Reproduce as a numbered list everything from the start of the listing down to the line containing "[[404, 33]]", omitting blank lines.

* * * *

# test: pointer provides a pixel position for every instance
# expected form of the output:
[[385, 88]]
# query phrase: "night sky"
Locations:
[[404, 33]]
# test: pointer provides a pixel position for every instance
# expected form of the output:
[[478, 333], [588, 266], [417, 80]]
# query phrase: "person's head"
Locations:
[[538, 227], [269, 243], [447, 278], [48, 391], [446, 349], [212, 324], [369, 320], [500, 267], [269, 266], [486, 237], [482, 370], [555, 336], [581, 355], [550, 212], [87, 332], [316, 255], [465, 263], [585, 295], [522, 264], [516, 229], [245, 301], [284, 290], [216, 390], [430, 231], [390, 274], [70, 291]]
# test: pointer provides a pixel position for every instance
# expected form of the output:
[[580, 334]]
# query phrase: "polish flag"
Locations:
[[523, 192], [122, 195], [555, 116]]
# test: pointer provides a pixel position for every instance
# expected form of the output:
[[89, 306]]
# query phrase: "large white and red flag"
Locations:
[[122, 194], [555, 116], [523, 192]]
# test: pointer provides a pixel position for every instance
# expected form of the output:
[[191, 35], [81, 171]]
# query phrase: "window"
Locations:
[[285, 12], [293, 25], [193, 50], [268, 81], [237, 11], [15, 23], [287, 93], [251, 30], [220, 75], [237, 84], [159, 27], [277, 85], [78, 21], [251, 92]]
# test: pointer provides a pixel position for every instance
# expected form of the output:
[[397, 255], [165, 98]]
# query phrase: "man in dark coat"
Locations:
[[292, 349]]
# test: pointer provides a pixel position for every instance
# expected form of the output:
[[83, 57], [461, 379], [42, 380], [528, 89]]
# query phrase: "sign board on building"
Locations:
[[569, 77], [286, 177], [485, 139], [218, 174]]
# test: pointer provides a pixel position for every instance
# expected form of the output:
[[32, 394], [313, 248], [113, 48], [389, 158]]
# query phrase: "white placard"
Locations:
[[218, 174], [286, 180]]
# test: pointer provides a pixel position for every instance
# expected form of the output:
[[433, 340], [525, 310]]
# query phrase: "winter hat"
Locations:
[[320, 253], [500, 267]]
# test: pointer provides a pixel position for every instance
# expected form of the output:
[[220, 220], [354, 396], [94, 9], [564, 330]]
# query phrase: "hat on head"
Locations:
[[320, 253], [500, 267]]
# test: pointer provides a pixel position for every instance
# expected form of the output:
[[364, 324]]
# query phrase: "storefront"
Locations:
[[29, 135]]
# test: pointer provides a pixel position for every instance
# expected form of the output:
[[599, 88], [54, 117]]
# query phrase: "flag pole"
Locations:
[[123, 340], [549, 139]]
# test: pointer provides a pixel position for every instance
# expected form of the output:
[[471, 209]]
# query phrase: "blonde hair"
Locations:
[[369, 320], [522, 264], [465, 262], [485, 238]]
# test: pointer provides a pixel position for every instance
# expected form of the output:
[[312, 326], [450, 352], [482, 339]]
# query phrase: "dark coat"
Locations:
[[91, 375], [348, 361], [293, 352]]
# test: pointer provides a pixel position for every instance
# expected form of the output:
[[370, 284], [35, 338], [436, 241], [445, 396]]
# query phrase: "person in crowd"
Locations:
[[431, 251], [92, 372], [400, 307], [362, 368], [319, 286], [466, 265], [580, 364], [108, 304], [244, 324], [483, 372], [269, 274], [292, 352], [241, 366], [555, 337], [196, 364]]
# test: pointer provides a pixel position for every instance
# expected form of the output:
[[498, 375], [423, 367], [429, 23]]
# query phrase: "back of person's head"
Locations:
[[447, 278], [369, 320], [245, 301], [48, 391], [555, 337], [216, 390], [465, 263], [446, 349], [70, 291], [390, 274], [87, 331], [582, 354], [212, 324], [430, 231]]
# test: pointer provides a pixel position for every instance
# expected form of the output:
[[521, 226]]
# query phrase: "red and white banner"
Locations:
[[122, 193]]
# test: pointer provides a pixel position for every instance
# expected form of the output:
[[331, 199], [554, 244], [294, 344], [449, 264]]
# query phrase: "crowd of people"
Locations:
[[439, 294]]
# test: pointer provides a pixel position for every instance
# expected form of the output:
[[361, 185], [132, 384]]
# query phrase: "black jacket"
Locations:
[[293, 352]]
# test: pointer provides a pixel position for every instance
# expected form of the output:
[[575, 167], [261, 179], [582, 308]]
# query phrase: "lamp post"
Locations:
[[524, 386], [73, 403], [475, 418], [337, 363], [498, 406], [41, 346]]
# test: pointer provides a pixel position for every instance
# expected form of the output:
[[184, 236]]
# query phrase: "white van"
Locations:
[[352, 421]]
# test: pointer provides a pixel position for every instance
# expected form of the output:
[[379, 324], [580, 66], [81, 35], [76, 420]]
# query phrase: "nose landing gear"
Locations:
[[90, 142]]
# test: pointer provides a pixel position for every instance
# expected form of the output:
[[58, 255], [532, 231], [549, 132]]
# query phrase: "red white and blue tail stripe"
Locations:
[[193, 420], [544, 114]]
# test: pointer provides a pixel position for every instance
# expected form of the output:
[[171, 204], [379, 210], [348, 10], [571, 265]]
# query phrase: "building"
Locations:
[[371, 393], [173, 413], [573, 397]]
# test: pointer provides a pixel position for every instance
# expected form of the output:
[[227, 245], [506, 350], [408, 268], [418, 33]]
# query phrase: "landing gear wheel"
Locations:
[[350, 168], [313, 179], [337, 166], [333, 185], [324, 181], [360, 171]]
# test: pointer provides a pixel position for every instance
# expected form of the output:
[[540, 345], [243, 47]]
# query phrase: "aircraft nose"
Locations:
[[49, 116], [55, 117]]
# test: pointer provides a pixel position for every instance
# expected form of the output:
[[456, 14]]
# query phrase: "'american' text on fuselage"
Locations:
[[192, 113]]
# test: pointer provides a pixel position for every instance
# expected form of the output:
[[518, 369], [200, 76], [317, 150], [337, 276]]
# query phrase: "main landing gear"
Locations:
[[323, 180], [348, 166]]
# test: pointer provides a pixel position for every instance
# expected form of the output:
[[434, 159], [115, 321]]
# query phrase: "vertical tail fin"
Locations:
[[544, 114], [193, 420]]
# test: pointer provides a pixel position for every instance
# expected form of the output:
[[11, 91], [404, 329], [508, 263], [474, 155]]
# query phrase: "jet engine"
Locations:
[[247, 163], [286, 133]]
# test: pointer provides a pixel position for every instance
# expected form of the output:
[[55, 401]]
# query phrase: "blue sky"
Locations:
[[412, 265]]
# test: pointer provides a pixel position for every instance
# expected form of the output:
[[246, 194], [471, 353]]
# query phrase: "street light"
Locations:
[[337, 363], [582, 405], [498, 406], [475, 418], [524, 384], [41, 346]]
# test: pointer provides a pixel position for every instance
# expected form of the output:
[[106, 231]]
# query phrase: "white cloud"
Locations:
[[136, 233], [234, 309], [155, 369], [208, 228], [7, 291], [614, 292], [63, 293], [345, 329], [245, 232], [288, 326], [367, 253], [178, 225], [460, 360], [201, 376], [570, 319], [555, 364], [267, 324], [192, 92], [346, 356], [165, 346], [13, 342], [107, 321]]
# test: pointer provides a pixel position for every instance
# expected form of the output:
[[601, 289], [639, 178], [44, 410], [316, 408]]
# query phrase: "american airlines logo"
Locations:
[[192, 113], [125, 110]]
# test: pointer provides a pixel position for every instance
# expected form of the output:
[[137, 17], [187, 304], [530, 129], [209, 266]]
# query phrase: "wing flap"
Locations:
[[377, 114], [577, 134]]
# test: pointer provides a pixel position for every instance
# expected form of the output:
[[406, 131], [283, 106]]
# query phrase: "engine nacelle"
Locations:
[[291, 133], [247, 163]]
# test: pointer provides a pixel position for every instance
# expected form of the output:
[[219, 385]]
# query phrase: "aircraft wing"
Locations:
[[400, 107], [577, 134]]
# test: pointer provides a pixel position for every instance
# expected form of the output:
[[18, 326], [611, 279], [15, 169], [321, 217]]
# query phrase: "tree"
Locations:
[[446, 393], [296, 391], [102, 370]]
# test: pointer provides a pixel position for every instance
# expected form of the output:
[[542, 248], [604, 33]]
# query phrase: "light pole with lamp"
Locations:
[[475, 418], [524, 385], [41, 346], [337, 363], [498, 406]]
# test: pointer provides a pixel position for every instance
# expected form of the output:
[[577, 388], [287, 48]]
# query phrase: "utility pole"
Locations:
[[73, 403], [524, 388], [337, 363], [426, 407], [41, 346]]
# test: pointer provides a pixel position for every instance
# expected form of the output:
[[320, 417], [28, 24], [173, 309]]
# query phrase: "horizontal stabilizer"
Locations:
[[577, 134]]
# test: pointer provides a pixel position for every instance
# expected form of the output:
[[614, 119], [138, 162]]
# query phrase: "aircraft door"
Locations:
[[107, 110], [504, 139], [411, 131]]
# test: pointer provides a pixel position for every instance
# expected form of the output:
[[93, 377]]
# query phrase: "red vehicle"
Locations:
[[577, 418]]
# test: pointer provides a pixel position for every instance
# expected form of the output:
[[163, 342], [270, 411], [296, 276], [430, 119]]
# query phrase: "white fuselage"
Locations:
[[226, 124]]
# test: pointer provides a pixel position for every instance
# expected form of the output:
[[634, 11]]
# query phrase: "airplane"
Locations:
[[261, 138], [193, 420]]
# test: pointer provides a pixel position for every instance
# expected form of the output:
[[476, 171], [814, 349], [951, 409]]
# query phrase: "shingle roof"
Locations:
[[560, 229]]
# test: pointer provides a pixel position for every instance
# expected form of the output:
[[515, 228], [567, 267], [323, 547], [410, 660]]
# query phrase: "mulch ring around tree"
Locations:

* * * *

### [Solution]
1. # test: pointer provides a pixel position for every instance
2. # expected form of the output:
3. [[385, 88]]
4. # query phrase: "night sky"
5. Locations:
6. [[404, 33]]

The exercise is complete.